== Text section ==
╔══
Memory (706) and persistent storage (708) are computer-readable storage media. In an embodiment, memory (706) includes random access memory (RAM) (716) and cache memory (718). In general, memory (706) can include any suitable volatile or non-volatile computer-readable storage media. Software is stored in persistent storage (708) for execution and/or access by one or more of the respective processors (704) via one or more memories of memory (706). In this document, the terms “computer program medium,” “computer usable medium,” and “computer readable medium” are used to generally refer to media such as memory (706) and persistent storage (708).


Persistent storage (708) may include, for example, a plurality of magnetic hard disk drives. Alternatively, or in addition to magnetic hard disk drives, persistent storage (708) can include one or more solid state hard drives, semiconductor storage devices, read-only memories (ROM), erasable programmable read-only memories (EPROM), flash memories, or any other computer-readable storage media that is capable of storing program instructions or digital information.


The media used by persistent storage (708) can also be removable. For example, a removable hard drive can be used for persistent storage (708). Other examples include optical and magnetic disks, thumb drives, and smart cards that are inserted into a drive for transfer onto another computer-readable storage medium that is also part of persistent storage (708).


Communications unit (712) provides for communications with other computer systems or devices via a network. In this exemplary embodiment, communications unit (712) includes network adapters or interfaces such as a TCP/IP adapter cards, wireless Wi-Fi interface cards, or 3G or 4G wireless interface cards or other wired or wireless communication links. The network can comprise, for example, copper wires, optical fibers, wireless transmission, routers, firewalls, switches, gateway computers and/or edge servers. Software and data used to practice embodiments can be downloaded to a computer system through communications unit (712) (e.g., via the Internet, a local area network or other wide area network). From communications unit (712), the software and data can be loaded onto persistent storage (708).
╚══
== Material provided ==
╔══
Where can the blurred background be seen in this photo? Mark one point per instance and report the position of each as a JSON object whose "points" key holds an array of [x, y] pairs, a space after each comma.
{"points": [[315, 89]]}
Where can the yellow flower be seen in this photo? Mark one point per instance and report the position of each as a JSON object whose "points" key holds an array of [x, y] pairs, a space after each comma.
╚══
== Stated task A ==
According to the hardware description, which two kinds of memory does memory (706) include in one embodiment?
== Stated task B ==
Write out the hardware description from "Persistent storage (708) may" up to and including "of persistent storage (708).".
== Stated task C ==
Write what comes next in the hardware description, starting after its final sentence.

== Written reply A ==
Random access memory (RAM) (716) and cache memory (718).

== Written reply B ==
Persistent storage (708) may include, for example, a plurality of magnetic hard disk drives. Alternatively, or in addition to magnetic hard disk drives, persistent storage (708) can include one or more solid state hard drives, semiconductor storage devices, read-only memories (ROM), erasable programmable read-only memories (EPROM), flash memories, or any other computer-readable storage media that is capable of storing program instructions or digital information.


The media used by persistent storage (708) can also be removable. For example, a removable hard drive can be used for persistent storage (708). Other examples include optical and magnetic disks, thumb drives, and smart cards that are inserted into a drive for transfer onto another computer-readable storage medium that is also part of persistent storage (708).

== Written reply C ==
One or more I/O interfaces (714) allow for input and output of data with other devices that may be connected to computer system (700). For example, I/O interface (714) can provide a connection to one or more external devices (720) such as a keyboard, computer mouse, touch screen, virtual keyboard, touch pad, pointing device, or other human interface devices. External devices (720) can also include portable computer-readable storage media such as, for example, thumb drives, portable optical or magnetic disks, and memory cards. I/O interface (714) also connects to display (722).


Display (722) provides a mechanism to display data to a user and can be, for example, a computer monitor. Display (722) can also be an incorporated display and may function as a touch screen, such as a built-in display of a tablet computer.


The present embodiments may be a system, a method, and/or a computer program product. The computer program product may include a computer readable storage medium (or media) having computer readable program instructions thereon for causing a processor to carry out aspects of the present embodiments.


The system shown and described above in FIG. 1 has been labeled with tools, including but not limited to the instruction fetch unit (120) and the execution unit (150). The tools may be implemented in programmable hardware devices such as field programmable gate arrays, programmable array logic, programmable logic devices, or the like. The tools may also be implemented in software for execution by various types of processors. An identified functional unit of executable code may, for instance, comprise one or more physical or logical blocks of computer instructions which may, for instance, be organized as an object, procedure, function, or other construct. Nevertheless, the executable of the tools need not be physically located together, but may comprise disparate instructions stored in different locations which, when joined logically together, comprise the tools and achieve the stated purpose of the tool.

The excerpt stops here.